Detection annotation records:
——————

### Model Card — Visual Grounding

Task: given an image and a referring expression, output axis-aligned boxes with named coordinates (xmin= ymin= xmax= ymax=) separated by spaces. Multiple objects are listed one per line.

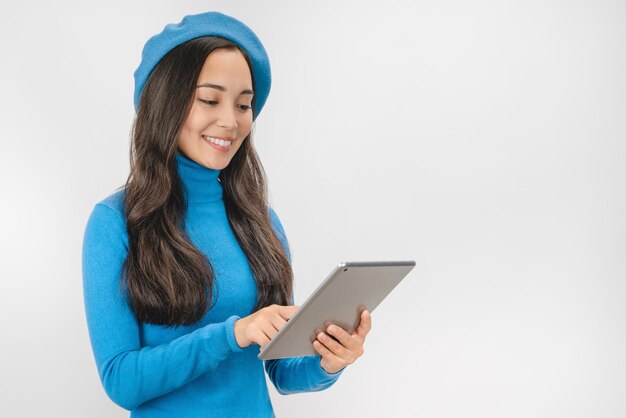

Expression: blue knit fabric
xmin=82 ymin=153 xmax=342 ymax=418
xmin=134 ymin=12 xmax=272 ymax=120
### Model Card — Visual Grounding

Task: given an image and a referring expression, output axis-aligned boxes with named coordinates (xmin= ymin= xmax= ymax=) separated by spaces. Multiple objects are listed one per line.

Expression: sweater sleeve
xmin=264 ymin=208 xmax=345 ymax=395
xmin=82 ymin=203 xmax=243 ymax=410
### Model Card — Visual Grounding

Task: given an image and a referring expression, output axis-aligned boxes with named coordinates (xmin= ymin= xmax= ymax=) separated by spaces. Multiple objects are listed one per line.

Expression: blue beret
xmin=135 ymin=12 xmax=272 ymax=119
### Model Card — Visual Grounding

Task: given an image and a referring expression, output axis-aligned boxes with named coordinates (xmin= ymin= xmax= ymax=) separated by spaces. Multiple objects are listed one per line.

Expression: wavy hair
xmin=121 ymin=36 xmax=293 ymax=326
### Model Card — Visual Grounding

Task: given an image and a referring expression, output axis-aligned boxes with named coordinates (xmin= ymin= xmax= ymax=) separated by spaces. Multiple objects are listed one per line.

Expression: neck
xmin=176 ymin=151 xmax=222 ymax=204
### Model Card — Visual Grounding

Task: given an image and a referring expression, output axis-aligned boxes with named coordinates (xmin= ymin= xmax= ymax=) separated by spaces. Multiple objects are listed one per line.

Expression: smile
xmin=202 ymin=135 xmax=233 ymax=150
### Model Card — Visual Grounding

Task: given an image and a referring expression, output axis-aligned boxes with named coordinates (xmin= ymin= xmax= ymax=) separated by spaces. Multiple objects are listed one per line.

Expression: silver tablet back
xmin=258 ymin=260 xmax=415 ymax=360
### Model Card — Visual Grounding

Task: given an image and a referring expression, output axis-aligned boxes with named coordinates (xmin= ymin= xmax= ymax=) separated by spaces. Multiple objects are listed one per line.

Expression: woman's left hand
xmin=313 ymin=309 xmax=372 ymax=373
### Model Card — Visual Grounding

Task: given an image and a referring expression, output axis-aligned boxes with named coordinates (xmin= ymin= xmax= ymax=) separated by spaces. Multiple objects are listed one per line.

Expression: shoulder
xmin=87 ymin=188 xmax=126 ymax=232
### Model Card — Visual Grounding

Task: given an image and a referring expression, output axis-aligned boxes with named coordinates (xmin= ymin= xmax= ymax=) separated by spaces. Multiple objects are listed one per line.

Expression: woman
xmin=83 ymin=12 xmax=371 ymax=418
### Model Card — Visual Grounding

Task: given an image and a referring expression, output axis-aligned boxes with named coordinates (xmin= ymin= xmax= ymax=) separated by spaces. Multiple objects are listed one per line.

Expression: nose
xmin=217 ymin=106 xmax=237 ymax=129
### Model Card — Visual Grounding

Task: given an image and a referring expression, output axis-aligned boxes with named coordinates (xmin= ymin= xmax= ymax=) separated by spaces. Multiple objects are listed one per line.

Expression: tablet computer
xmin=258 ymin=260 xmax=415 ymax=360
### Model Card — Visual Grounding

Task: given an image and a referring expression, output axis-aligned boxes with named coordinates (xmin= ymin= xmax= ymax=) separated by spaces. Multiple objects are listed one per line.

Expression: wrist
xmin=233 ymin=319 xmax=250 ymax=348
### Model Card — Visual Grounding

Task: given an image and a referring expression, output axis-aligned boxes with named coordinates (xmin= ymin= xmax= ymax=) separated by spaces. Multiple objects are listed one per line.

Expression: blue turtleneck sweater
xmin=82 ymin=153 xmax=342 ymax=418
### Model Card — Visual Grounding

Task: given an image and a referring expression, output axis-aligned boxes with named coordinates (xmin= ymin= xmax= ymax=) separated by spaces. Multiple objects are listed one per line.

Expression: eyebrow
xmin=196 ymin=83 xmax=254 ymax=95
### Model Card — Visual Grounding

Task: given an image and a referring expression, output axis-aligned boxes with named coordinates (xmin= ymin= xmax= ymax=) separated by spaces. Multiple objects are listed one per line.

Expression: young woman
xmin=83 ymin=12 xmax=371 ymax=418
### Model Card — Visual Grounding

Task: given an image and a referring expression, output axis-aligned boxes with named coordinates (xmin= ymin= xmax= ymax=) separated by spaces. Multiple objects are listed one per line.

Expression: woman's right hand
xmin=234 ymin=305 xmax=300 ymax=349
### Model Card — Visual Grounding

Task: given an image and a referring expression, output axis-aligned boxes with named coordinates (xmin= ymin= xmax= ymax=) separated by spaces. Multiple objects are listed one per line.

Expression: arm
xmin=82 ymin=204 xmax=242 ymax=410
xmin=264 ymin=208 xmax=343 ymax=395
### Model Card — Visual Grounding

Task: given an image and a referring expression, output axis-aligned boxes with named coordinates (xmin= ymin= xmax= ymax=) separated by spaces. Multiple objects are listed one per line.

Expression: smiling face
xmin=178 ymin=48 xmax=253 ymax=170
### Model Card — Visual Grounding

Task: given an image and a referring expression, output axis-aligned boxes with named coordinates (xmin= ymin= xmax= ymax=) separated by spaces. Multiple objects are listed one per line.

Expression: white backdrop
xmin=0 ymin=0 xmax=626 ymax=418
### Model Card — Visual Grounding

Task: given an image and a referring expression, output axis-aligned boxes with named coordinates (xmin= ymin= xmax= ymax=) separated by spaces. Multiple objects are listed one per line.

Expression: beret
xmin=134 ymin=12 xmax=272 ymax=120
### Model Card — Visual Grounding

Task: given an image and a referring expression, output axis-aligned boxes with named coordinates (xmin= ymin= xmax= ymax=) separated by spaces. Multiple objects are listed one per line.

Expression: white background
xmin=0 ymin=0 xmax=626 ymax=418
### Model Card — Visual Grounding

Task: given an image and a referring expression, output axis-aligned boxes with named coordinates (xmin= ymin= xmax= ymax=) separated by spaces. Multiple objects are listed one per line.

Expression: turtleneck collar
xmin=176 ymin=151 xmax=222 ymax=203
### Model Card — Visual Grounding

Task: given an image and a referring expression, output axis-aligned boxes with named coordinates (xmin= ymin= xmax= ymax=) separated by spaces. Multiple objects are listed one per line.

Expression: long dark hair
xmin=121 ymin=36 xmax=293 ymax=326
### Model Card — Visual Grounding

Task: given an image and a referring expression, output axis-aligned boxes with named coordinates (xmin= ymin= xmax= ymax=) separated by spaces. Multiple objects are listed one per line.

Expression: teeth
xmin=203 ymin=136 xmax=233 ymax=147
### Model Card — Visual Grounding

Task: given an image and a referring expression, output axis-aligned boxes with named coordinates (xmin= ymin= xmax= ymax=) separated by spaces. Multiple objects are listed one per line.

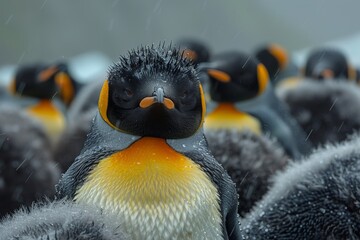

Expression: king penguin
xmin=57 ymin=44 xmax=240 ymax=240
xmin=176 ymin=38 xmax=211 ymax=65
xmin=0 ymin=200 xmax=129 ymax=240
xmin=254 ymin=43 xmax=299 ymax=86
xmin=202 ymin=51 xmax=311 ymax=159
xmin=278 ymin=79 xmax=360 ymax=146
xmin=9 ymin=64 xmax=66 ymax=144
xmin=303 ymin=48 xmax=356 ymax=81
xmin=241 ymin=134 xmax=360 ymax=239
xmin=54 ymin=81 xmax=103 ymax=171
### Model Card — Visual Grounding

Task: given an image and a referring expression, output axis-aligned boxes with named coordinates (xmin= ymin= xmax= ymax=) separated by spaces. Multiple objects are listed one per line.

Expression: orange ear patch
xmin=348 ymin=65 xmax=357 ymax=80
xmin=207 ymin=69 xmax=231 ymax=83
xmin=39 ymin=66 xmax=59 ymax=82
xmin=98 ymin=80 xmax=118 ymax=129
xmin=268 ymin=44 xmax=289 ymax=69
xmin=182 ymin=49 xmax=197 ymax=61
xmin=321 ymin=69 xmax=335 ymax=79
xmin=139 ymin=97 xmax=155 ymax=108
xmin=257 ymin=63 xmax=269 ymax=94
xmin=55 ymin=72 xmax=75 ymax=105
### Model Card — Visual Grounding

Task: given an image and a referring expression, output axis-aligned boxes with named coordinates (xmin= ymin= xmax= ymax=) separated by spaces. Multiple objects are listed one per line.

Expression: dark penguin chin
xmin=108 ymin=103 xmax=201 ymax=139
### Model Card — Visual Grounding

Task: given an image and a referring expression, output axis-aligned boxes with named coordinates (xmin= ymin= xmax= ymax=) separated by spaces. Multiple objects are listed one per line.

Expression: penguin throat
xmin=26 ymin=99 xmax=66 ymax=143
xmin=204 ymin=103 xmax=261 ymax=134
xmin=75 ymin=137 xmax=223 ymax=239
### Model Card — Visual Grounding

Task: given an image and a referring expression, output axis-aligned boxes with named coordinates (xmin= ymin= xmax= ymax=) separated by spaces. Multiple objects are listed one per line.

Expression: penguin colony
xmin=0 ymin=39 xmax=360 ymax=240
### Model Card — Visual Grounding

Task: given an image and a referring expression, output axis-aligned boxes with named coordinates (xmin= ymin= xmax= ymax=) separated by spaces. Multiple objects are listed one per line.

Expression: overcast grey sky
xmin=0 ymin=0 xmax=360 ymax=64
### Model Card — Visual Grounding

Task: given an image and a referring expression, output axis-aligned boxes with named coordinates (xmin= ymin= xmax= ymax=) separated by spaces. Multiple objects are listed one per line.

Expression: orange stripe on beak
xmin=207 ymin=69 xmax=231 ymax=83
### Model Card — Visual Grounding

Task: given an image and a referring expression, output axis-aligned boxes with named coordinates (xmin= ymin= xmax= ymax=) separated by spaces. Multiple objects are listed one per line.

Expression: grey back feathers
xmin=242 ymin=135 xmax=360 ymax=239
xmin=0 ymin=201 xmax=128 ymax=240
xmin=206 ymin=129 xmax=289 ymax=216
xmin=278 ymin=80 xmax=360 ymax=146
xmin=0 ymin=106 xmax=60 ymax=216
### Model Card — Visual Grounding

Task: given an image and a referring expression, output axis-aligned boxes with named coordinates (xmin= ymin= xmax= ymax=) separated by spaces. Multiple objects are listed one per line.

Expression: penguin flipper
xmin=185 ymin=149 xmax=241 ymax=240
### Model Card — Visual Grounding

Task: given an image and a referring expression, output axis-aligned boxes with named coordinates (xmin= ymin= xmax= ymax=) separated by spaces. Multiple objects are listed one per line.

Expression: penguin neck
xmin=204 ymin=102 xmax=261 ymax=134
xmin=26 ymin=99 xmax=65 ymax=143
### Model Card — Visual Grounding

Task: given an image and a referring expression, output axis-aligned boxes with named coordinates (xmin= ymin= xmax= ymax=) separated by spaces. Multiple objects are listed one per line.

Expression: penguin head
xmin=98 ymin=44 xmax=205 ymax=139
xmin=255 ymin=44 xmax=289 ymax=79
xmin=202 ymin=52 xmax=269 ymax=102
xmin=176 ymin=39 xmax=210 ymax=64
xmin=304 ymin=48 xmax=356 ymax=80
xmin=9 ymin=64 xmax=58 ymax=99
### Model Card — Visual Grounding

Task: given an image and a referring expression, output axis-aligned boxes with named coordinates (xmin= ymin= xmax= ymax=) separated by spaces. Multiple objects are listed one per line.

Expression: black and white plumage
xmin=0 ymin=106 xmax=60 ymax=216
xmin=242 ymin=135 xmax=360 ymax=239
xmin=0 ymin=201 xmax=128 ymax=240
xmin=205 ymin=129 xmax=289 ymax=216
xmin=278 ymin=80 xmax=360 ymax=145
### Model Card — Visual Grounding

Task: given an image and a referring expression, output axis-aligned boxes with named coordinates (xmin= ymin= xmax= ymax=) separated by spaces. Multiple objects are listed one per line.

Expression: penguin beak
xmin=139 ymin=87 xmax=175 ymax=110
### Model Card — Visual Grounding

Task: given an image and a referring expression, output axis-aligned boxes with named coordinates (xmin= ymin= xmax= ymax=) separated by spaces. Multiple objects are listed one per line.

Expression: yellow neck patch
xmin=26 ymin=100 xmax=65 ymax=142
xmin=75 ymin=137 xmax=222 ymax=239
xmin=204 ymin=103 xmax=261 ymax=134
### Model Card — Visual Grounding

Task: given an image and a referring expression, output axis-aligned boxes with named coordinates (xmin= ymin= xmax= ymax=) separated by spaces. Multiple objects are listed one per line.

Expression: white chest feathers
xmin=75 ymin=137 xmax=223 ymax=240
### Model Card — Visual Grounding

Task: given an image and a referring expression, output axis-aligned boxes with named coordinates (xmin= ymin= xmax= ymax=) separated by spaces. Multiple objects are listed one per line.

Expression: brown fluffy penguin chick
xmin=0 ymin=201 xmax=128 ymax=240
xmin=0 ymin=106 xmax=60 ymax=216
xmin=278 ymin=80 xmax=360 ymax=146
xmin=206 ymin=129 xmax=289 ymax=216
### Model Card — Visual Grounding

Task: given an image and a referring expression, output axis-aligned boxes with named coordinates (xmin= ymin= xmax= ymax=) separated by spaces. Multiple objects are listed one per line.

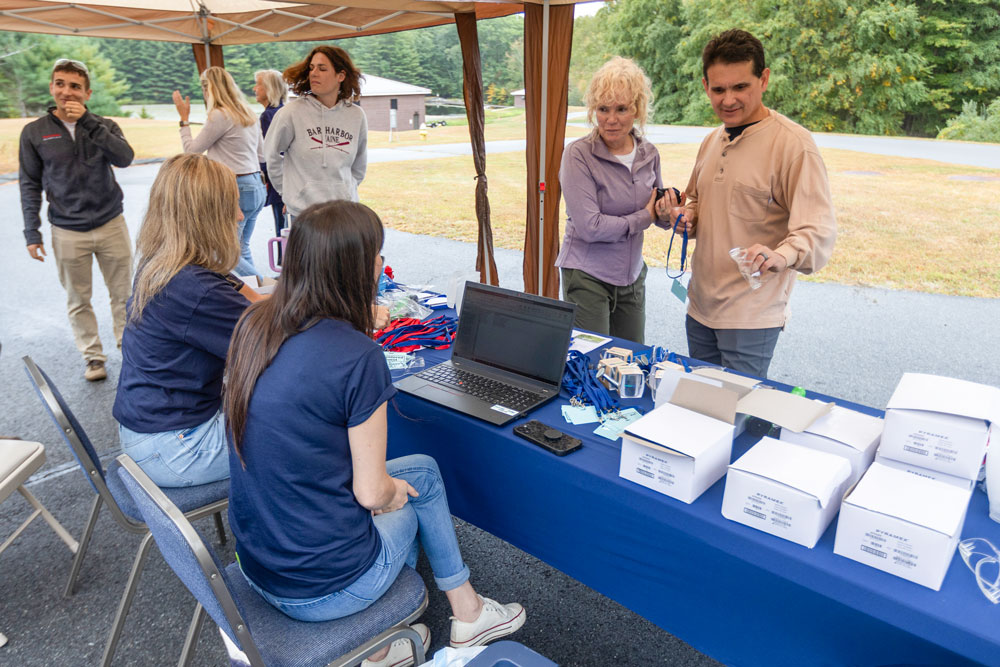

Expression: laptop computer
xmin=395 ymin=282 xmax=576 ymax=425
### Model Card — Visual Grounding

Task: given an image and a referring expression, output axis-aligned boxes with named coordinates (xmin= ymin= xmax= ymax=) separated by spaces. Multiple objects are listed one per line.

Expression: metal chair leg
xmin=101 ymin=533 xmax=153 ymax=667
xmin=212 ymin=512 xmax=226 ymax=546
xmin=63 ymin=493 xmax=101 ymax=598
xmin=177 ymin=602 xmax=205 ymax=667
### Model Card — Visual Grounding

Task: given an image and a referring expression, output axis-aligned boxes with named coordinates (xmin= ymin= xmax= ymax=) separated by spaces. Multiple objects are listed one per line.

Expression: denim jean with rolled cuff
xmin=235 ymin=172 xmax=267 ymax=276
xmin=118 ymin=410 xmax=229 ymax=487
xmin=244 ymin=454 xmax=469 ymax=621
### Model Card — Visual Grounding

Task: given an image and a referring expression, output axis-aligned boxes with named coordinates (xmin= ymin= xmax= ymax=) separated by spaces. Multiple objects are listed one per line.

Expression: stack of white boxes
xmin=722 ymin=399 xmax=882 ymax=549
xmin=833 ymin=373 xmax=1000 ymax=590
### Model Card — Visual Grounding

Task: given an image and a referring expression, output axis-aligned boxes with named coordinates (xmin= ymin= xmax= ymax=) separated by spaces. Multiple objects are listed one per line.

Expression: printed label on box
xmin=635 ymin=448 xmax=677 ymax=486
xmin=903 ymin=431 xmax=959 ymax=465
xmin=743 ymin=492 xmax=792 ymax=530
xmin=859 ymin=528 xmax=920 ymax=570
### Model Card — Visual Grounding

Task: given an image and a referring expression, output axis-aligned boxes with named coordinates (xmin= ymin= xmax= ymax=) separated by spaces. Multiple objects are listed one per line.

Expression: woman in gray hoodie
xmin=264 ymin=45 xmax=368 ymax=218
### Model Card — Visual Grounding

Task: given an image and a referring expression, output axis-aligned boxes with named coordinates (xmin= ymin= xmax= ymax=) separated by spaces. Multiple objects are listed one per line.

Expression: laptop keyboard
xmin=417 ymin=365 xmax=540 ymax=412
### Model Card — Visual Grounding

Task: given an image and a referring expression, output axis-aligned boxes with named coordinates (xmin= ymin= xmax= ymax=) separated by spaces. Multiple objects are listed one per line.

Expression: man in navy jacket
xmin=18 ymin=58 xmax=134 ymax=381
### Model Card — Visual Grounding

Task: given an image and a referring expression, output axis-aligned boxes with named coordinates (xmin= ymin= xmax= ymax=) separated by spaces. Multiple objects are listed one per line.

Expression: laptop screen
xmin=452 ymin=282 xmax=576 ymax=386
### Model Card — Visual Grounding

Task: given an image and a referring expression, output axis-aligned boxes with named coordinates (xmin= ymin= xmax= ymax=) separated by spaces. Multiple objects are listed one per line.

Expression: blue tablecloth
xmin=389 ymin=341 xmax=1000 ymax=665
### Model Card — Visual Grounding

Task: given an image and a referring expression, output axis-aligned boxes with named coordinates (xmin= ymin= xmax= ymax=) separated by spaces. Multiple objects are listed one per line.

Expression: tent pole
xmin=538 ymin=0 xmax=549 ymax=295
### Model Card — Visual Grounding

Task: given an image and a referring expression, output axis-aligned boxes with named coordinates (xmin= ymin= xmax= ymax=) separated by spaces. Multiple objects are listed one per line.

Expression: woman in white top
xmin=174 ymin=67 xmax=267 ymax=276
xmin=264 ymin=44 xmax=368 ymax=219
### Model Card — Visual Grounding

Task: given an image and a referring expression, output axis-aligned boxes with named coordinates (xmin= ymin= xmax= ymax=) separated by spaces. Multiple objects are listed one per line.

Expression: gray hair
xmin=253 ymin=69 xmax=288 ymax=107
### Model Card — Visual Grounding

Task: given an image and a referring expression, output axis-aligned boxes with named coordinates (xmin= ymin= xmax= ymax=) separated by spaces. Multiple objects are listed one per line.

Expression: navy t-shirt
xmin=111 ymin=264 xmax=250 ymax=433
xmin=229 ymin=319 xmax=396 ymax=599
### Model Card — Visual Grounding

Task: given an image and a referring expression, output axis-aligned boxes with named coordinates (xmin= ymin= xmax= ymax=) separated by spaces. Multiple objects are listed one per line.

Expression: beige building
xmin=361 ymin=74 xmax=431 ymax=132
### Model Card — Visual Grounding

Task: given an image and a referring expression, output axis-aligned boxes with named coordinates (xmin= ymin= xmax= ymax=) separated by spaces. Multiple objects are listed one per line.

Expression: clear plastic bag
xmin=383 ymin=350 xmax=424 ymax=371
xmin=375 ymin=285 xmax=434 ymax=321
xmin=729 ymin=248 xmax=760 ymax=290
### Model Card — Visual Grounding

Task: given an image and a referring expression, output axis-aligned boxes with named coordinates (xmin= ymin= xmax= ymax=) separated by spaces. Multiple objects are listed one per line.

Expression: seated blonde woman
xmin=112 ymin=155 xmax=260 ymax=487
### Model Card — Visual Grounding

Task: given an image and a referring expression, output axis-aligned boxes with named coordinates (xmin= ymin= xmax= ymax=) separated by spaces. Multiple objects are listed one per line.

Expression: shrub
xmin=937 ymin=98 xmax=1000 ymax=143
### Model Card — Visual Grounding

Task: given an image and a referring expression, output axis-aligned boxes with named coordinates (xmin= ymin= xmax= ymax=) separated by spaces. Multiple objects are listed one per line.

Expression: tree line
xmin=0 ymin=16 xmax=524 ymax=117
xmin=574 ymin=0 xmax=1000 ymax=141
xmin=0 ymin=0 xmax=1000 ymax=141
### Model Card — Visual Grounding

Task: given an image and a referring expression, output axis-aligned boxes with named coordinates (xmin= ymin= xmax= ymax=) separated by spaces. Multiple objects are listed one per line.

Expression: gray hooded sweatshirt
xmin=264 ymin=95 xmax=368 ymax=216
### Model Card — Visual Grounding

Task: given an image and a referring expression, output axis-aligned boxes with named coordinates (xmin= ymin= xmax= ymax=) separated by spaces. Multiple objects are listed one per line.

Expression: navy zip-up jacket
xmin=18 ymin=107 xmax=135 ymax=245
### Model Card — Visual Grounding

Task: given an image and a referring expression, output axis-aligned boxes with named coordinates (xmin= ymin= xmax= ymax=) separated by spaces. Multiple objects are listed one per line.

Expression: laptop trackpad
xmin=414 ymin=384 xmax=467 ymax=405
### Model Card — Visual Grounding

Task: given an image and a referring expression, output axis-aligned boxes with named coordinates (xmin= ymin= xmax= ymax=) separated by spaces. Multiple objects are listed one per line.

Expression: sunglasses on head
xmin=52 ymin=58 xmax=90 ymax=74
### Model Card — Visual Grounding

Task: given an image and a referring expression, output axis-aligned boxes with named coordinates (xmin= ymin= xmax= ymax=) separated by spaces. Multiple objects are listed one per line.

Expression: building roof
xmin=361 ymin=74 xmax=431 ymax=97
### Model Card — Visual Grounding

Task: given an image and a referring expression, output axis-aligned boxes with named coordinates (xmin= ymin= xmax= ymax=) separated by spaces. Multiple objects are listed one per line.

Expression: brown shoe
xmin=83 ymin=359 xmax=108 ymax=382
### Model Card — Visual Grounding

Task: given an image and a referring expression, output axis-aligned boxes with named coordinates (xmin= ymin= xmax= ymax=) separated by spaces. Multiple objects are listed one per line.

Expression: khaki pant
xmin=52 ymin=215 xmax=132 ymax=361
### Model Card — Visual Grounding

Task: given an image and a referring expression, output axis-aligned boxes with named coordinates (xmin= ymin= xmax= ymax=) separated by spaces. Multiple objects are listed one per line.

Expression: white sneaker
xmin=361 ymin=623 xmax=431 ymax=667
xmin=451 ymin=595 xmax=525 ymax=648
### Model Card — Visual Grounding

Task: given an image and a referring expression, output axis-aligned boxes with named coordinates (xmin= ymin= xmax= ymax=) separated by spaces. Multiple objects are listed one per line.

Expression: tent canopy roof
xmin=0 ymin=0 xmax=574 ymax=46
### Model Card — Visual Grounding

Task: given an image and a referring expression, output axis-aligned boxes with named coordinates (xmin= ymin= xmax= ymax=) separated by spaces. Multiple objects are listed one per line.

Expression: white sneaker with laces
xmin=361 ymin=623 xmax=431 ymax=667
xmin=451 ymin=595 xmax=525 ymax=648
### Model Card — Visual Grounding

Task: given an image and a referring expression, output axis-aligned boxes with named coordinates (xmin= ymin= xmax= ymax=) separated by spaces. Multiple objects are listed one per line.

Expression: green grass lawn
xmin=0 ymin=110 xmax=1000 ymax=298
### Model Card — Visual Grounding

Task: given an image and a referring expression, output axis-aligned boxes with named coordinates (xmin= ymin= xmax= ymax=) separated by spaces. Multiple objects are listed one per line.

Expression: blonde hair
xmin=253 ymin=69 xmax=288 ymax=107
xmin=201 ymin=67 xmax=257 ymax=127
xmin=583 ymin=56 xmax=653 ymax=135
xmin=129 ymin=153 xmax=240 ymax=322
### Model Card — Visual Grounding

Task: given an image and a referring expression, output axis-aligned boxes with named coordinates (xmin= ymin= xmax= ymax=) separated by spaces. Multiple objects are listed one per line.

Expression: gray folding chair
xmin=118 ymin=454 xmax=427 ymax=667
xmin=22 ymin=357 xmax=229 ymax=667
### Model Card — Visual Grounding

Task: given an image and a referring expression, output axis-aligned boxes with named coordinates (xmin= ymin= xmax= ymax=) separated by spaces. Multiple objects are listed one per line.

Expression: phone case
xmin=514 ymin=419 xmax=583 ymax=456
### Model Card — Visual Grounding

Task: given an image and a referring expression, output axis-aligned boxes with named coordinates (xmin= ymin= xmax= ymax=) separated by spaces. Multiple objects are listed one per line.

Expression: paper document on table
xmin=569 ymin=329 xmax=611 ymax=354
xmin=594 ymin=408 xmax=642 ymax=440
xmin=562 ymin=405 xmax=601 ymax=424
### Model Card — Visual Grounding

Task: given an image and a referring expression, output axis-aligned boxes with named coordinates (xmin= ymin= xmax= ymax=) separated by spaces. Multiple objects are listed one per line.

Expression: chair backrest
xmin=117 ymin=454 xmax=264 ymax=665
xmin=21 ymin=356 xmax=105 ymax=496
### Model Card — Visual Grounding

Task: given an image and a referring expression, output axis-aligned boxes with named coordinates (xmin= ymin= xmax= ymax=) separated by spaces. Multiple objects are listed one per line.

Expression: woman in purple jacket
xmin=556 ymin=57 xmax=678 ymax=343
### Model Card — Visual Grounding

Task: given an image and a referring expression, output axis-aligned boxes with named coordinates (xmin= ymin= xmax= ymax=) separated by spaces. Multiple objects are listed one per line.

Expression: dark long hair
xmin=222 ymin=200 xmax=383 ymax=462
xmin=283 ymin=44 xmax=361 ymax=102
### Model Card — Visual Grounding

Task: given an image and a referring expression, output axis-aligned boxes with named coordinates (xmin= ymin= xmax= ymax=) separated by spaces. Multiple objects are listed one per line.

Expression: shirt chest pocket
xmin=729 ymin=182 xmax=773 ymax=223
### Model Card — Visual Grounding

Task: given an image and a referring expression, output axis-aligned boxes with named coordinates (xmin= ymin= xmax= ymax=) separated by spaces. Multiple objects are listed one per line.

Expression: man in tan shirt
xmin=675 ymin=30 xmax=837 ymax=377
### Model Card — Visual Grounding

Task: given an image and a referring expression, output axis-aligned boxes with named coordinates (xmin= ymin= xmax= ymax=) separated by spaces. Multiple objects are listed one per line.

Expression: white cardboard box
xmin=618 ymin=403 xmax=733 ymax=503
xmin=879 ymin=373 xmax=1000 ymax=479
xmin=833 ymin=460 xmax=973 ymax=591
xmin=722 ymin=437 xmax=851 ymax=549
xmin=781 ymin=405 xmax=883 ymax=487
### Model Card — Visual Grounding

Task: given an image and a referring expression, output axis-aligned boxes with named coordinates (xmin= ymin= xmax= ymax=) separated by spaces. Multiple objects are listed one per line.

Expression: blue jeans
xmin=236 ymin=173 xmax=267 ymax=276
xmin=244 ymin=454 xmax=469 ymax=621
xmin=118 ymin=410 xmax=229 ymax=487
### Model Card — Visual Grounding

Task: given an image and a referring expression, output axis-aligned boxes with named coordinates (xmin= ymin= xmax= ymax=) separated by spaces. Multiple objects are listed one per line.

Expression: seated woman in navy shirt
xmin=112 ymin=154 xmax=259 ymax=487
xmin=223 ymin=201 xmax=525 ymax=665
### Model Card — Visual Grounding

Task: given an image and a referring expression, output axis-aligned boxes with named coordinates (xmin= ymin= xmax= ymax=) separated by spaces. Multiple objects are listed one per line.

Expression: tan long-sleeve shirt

——————

GOAL: Extract each line in the rows above that contains the string "hand". Case counts.

SOLVED EXERCISE:
Expression: woman's left hand
Expression: woman's right hand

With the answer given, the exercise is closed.